[Page extract]
★ ★ ★ ★
The supercapacitor module is used for the following reasons: (i) The fuel cell operates by using hydrogen from a fuel stick, and oxygen from the air. In the process of generation of electricity, there is some water which routinely collects within the fuel cell unit. This collection of water is detrimental to the operation of the fuel cell, and is periodically removed by a purge controller. The purge cycle lasts for a very short duration (of the order of milliseconds), but during this time period, the fuel cell output voltage drops sharply to a very low value. Such voltage interruptions affect the output of the BEC, as shown by the solid blue curve (thick line with diamond shaped markers) in Figure 4, and thus, interrupt the operation or cause a reboot of the flight controller. So, a filtering capacitor (in this case a supercapacitor) is placed in parallel across the BEC output terminals; the result of this is obvious from Figure 4, where the smoother red curve (thin line with circular markers) does not show any drop in voltage. (ii) Also, the supercapacitor is pre-charged to 5 V before flight, and if it loses any charge during the purge cycle of the fuel cell, the fuel cell can re-charge the supercapacitor as it supplies the APM. Because the current required by the APM is low (of the order of a few hundred mA), a 5 F supercapacitor at 5 V can store energy to supply power to the flight computer in case of emergencies where the drone has to make a sudden landing, e.g., if the batteries powering the motor run low. Having the supercapacitor as a last auxiliary power supply when both the fuel stick and battery are exhausted has the potential to increase the amount of time the APM and the communication equipment stays powered on, which would enable the drone to keep sending its position to its home base regularly, and thus, improve the chances of its recovery. Also, note from Figure 4 that the BEC output voltage is slightly above 5 V; this does not cause issues with the supply to the Arducopter APM flight controller because although a 5 V supply is preferred, the absolute maximum that the flight controller can tolerate is around 6 V.
★ ★ ★ ★
[Goal 1] Copy the rows verbatim, from the first line of the rows through the line containing "--coords pixels", both included.

[Given records]
★ ★ ★ ★
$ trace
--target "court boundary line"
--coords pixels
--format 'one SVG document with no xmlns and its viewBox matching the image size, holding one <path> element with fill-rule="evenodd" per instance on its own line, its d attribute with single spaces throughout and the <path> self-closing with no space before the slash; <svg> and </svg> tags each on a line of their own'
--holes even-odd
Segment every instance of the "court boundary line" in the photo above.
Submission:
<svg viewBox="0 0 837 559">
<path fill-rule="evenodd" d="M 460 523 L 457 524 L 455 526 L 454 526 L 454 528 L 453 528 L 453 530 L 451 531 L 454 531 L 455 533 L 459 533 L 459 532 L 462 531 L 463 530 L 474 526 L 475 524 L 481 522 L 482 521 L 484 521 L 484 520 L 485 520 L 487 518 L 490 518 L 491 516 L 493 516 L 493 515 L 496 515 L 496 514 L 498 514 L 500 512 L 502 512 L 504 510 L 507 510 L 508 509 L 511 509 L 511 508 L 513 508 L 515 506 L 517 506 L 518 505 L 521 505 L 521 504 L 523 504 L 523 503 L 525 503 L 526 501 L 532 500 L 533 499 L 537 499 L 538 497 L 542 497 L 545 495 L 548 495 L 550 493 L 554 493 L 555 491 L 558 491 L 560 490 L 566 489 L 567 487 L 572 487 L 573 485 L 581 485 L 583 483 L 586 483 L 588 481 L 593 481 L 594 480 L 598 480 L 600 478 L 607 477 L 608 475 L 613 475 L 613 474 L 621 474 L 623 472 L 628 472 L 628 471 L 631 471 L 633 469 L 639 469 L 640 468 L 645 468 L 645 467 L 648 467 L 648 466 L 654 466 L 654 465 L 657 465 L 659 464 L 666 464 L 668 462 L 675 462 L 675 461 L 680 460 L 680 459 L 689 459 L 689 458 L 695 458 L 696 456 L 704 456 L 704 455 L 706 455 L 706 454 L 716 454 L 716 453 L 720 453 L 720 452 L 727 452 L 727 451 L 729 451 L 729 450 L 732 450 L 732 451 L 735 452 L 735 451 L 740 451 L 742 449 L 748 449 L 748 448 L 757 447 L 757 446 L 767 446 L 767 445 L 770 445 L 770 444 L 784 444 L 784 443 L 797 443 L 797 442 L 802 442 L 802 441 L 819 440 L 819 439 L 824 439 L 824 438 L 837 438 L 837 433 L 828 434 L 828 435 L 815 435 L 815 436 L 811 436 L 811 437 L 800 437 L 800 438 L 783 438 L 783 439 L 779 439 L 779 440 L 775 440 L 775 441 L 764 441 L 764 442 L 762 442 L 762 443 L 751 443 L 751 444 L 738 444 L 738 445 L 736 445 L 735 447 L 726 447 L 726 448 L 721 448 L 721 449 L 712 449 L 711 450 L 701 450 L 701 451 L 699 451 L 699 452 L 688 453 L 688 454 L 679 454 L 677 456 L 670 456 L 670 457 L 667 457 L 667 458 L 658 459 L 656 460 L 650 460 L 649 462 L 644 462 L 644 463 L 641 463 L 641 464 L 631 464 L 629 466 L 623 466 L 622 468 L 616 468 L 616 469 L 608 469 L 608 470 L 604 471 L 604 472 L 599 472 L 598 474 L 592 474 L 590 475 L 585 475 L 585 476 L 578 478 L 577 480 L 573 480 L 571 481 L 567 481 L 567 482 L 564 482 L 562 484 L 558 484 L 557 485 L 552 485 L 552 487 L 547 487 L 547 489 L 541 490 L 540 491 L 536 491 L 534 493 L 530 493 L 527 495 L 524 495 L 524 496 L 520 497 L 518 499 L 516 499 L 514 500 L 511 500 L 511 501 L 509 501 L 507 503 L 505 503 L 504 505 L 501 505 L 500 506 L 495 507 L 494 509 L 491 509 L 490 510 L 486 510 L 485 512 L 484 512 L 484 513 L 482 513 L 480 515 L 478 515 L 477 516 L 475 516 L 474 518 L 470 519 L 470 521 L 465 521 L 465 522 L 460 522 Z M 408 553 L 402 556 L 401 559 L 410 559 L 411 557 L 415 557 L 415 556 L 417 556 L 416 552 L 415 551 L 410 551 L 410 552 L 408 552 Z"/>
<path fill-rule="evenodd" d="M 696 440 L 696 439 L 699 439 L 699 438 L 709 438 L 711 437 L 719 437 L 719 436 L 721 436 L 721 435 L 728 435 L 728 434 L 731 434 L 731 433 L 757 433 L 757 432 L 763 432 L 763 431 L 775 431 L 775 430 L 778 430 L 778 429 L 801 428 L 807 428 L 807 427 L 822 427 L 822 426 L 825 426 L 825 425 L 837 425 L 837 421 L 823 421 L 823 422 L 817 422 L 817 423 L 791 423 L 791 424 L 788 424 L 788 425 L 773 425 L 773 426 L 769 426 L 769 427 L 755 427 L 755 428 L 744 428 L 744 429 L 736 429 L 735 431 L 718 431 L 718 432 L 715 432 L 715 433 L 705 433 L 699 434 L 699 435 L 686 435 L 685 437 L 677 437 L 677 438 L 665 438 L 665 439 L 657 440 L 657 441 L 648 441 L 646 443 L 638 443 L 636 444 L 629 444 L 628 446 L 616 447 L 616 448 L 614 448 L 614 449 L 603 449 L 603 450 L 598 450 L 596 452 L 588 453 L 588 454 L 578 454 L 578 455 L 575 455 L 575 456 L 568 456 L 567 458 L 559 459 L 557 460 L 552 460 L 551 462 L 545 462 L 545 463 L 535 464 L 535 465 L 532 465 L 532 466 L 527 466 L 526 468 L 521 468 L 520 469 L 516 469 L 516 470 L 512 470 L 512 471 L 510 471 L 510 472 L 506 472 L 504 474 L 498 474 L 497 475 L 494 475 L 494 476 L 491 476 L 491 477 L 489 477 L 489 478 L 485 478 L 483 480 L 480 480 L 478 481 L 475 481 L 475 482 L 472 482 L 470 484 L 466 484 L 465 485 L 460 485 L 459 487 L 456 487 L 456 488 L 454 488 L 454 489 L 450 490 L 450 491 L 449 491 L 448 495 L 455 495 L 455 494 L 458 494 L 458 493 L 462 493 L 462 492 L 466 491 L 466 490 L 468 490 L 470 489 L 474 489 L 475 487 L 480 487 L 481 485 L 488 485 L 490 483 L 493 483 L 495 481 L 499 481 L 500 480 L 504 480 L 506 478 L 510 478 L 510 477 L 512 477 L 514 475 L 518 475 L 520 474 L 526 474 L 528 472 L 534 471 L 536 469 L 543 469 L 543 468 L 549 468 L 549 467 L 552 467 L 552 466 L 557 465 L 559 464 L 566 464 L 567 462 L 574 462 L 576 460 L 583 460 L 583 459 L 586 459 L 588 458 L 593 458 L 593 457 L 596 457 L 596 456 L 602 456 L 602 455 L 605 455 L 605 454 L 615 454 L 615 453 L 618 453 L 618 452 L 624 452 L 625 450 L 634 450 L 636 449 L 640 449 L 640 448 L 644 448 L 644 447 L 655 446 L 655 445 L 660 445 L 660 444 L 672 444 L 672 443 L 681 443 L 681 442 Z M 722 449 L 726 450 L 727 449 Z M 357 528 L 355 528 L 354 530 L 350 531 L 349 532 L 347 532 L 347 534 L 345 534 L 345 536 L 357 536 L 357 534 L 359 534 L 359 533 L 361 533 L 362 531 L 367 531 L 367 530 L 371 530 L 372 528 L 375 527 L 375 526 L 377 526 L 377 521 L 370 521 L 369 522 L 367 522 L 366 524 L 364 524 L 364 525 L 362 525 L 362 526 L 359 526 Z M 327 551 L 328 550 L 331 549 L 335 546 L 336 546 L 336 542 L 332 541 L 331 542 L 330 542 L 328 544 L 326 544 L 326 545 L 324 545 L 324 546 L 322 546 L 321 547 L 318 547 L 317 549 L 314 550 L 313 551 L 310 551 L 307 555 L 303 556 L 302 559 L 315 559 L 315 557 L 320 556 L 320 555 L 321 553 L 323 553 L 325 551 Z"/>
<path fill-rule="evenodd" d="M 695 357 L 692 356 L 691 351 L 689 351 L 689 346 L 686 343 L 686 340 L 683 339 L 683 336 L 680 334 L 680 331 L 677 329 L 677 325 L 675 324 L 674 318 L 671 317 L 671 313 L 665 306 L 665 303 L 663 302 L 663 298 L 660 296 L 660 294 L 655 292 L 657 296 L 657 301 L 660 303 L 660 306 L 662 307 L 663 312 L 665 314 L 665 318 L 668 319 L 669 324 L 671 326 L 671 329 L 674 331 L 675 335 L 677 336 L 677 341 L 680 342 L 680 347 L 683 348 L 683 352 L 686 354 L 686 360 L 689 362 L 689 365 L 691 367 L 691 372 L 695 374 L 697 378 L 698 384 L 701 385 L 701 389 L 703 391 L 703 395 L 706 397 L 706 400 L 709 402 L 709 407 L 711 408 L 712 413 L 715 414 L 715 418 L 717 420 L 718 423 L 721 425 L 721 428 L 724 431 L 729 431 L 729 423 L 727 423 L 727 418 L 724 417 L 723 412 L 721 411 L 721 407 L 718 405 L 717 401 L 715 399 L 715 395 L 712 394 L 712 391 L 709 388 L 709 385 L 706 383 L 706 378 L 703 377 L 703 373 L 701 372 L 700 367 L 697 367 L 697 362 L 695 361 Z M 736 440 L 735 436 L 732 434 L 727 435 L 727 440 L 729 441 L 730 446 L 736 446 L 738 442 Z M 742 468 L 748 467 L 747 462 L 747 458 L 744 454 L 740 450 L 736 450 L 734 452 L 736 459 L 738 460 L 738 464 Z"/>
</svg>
★ ★ ★ ★
[Goal 2] According to the supercapacitor passage, what is the approximate absolute maximum voltage the flight controller can tolerate?

[Worked answer 1]
$ trace
--target "court boundary line"
--coords pixels

[Worked answer 2] Around 6 V.